(Image-grounded pointing data)
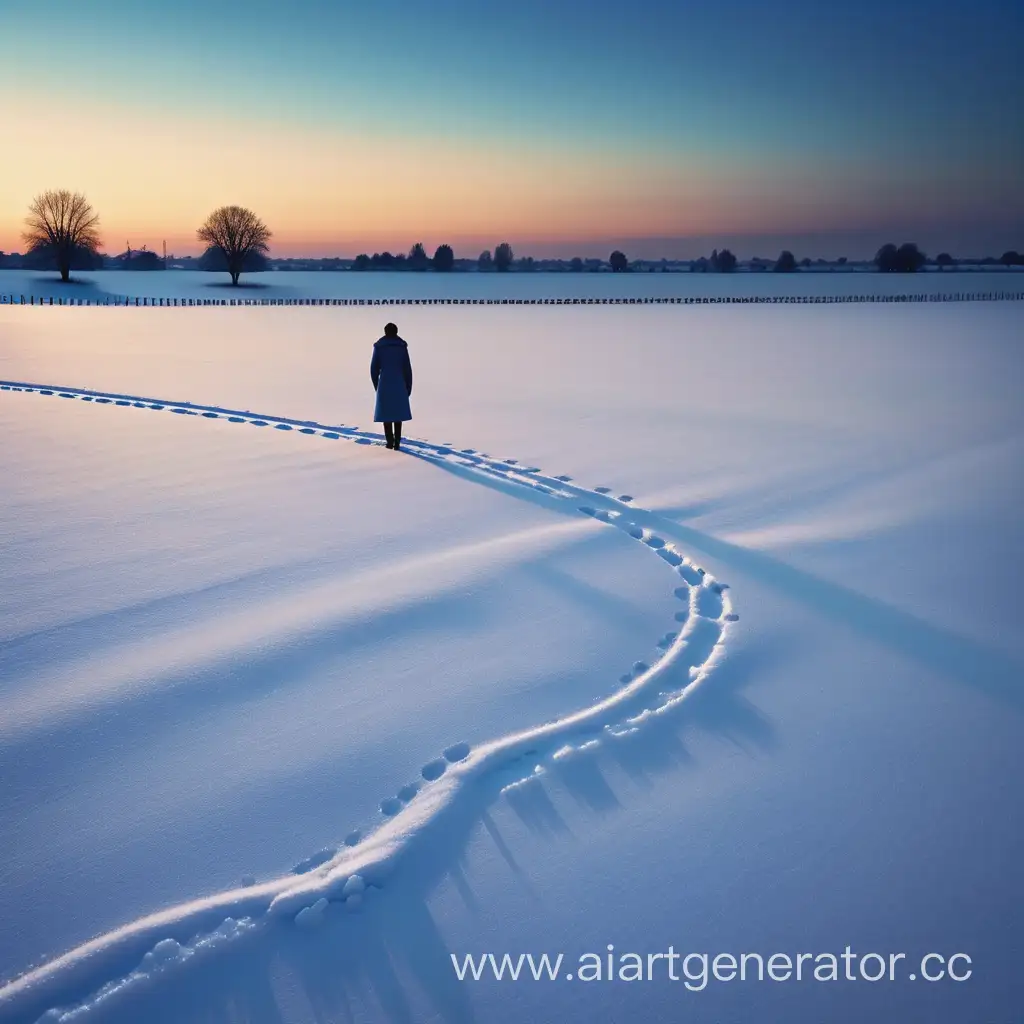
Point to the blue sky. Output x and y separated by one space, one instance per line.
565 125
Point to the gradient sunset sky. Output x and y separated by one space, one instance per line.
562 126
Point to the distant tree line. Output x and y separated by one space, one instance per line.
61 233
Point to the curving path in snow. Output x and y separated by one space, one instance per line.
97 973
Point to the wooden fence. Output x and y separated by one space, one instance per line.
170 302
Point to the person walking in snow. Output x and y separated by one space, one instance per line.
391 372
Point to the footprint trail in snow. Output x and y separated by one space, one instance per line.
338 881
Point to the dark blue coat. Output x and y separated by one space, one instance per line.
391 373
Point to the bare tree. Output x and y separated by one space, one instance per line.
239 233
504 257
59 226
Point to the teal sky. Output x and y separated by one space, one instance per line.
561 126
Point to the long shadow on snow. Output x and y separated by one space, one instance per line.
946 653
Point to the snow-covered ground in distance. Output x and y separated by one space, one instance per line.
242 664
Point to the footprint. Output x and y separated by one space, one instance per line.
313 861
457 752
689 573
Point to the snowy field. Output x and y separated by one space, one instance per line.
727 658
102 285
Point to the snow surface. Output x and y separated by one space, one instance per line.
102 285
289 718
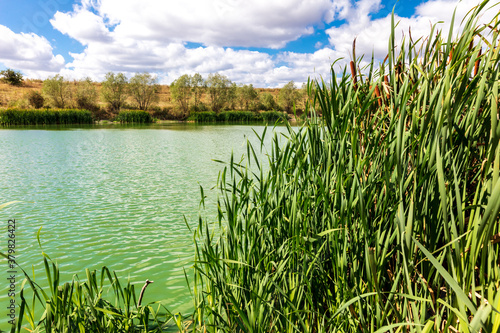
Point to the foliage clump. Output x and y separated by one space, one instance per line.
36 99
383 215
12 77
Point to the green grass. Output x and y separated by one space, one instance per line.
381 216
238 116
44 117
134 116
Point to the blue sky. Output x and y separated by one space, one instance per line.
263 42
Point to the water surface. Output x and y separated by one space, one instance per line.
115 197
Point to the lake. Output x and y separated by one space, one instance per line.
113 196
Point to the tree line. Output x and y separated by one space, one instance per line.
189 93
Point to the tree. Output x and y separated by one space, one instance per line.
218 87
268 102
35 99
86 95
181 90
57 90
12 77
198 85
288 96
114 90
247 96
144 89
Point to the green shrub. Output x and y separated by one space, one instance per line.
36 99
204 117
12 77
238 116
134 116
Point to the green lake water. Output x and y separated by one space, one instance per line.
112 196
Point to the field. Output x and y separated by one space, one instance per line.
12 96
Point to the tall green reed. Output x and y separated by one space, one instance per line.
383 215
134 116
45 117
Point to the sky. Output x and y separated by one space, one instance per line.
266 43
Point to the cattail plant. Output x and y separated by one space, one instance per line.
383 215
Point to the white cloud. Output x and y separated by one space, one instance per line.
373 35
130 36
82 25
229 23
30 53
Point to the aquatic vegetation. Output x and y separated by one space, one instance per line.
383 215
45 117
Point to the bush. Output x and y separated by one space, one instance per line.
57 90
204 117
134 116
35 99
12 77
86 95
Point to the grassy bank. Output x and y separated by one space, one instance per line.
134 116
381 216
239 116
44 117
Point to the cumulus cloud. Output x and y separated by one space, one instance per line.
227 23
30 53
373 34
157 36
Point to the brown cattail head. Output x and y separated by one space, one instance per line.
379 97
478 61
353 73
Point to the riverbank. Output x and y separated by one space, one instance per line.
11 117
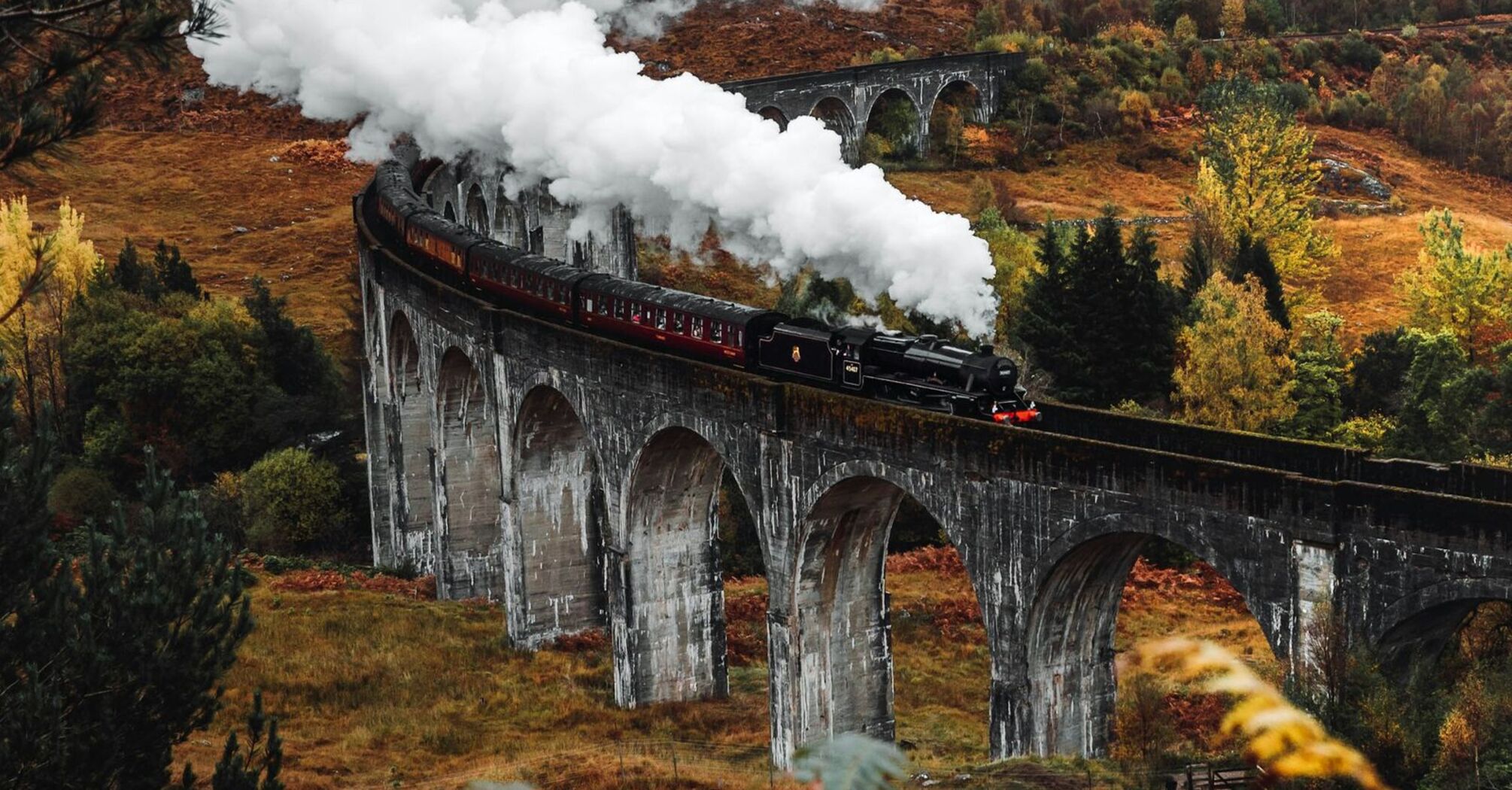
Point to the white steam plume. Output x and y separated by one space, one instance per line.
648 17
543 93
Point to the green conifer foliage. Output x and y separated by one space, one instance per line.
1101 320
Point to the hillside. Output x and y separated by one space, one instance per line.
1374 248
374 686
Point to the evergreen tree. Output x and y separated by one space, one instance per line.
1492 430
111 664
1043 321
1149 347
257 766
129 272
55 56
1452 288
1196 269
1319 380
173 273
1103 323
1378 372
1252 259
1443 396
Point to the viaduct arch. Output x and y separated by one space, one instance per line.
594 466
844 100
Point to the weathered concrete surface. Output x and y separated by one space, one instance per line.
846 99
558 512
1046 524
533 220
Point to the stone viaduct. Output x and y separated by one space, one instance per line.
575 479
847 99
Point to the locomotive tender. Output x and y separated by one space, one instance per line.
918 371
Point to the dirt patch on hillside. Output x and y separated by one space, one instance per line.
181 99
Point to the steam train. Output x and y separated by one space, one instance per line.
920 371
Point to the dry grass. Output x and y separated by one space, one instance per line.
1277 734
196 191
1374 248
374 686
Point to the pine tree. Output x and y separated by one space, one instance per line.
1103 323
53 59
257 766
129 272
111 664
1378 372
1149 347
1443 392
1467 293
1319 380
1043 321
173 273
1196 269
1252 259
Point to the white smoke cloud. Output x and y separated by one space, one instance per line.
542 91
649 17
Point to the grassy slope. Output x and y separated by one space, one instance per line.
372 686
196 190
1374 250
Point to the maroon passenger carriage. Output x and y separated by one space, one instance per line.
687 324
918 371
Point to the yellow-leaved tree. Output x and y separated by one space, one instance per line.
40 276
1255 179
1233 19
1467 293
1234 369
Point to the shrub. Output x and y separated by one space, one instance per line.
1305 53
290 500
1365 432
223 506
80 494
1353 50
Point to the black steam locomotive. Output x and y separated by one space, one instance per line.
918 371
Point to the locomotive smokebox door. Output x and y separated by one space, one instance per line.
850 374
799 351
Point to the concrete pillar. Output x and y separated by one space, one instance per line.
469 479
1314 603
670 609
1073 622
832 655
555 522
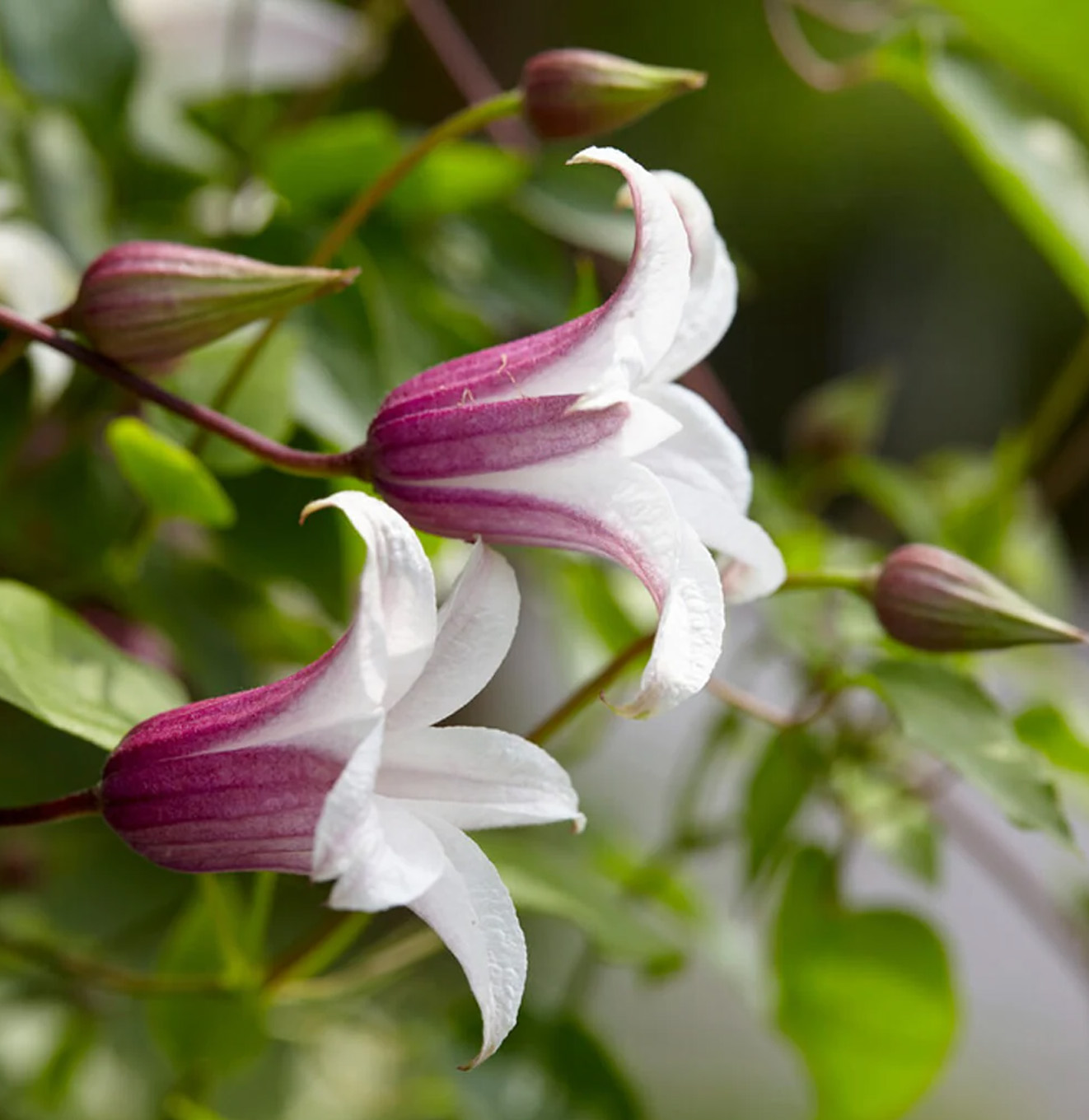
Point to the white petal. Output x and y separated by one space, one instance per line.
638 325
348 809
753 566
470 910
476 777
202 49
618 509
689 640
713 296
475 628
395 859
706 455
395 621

### Task brief
The reply should reproduce every entry above word for word and contain no pictures.

### Solution below
Point to the blue sky. Output x and y separated by one space, one instance per line.
565 125
Point to the gradient sunset sky. Output x and y separated by one space, one instance per line.
562 126
Point to the distant tree line. Output x and y separated by one space, one instance per line.
61 233
Point to the curving path in snow. Output x and y separated by one space, one instance per line.
97 973
Point to the wooden fence. Output x and y separated by one space, one instance per line.
170 302
Point to the person walking in snow. Output x and y separated by one space, one instance per line.
391 372
Point to the footprint trail in snow. Output x and y separated by one space, one instance per line.
338 881
Point to the dark blue coat. Output x and y separated by one space, one instance per line.
391 373
Point to the bare tree. Output x and y separated by one space, one instance per line.
239 233
504 257
59 226
Point to the teal sky. Output x and y separated by one space, one instance per line.
561 126
Point to the long shadow on snow. Output x and y separated by one space, one instance per line.
946 653
Point to the snow-covered ground in distance. Output x and y separated by one space, one instance per line.
242 664
Point to the footprint. Output x and y separated by one space, one instance per line.
313 861
457 752
689 573
Point to the snowy field. Output x and y separated by one space, one instance per line.
727 658
102 285
Point to the snow surface. Output x and y separated by one space, one instance per line.
102 285
289 718
Point to the foliage clump. Output x and y separated by one space, one instance per line.
36 99
383 215
12 77
Point to the green grass. Output x and y separated by one space, one instance per line.
381 216
238 116
44 117
134 116
Point to the blue sky. Output x and y separated by one space, one instance per line.
263 42
Point to the water surface. Output x and y separated by one space, one instance per line.
115 197
Point to the lake. Output x and y separated by one space, one instance per line.
113 196
Point to the tree line. Output x and y separated by one space, one instance per line.
189 93
Point to the tree. Output x and y separated by one space, one instance per line.
218 87
268 102
35 99
86 95
181 90
57 90
12 77
198 85
288 96
114 90
247 96
144 89
Point to the green shrub. Output x and y separated by one space, one instance per line.
36 99
204 117
12 77
238 116
134 116
Point to the green lake water. Output x and y separated by one space, one instance per line.
112 196
Point to the field. Output x and y separated by one space, one instance per line.
12 96
Point to the tall green reed. Output x and y separated by one space, one instance per line.
383 215
134 116
45 117
Point to the sky. Output x and y separated by one space, one instance per line.
266 43
Point to the cattail plant. Output x and y separated by one space, one instance per line.
383 215
Point to the white cloud. Output x and y separated by one space, one instance per line.
373 35
130 36
82 25
229 23
30 53
Point to the aquatic vegetation. Output x and y separated by one space, one instance per line.
383 215
45 117
Point to the bush. Output x and y separated by one space, one instance per line.
57 90
204 117
134 116
35 99
12 77
86 95
Point to the grassy bank. Output x and y separated by one space, one instance per line.
134 116
381 216
239 116
44 117
Point to the cumulus cloud. Output x and y separated by one space, one instance per line.
227 23
30 53
373 34
157 36
Point to the brown cattail head. Output x and y separated by one space, one instance per line.
379 97
478 61
353 73
Point to the riverbank. Output x and y separated by one space, one instance per line.
11 117
Point to the white steam plume. Output x and y separated by one space, one instance per line.
648 17
543 93
Point to the green conifer foliage. Output x and y separated by one space, one instance per line.
1101 320
Point to the hillside. Output x and y separated by one space, one instance per line.
1374 248
374 686
Point to the evergreen tree. Output x and y separated by one space, one instance per line.
1492 430
111 664
1043 321
1149 347
257 766
129 272
55 56
1452 288
1196 269
1319 380
173 273
1103 323
1378 372
1252 259
1443 396
Point to the viaduct arch. Output x and y separated by one space, one instance per line.
594 466
844 100
Point to the weathered concrete surface. Output x and y separated by one space, one instance per line.
846 99
558 512
1046 524
533 220
Point to the stone viaduct. Output x and y separated by one space, one instance per line.
575 479
847 99
Point to the locomotive tender. Output x and y separated by one space, one instance per line.
918 371
Point to the dirt patch on hillside. Output x and y separated by one space, one instance per line.
181 99
Point to the steam train. Output x and y separated by one space, one instance per line.
920 371
Point to the dry grass. Output x and y separated by one space, one instance per line.
1277 734
196 191
1374 248
374 686
Point to the pine tree. Output x and y separated by one space, one instance per line.
1103 323
53 59
257 766
129 272
111 664
1378 372
1149 347
1443 392
1467 293
1319 380
1043 321
173 273
1196 269
1252 259
Point to the white smoke cloud. Output x and y separated by one space, one instance per line.
542 91
649 17
Point to the grassy slope. Output x and y separated by one space, one instance per line.
372 686
196 190
1374 250
Point to the maroon passenger carriage. Output x and y separated by one space, one instance per line.
687 324
918 371
Point to the yellow-leaved tree. Output x and y separated by one space, one instance per line.
40 276
1255 179
1233 19
1467 293
1234 369
Point to the shrub. Output x and y separated by one space, one instance per line.
1305 53
290 500
1365 432
223 506
80 494
1353 50
Point to the black steam locomotive. Output x and y separated by one space, one instance per line.
918 371
Point to the locomotive smokebox door. Output x and y separated by one space, one instance per line.
850 374
799 351
Point to the concrete pillar. Output x and y separated by one space, one instance per line.
469 479
1314 603
670 609
1073 622
832 655
555 522
Point to the white petal. Output x and y separated by one space, one instance per line.
638 325
348 809
753 566
470 910
476 777
202 49
618 509
689 640
713 296
475 628
395 859
706 455
395 621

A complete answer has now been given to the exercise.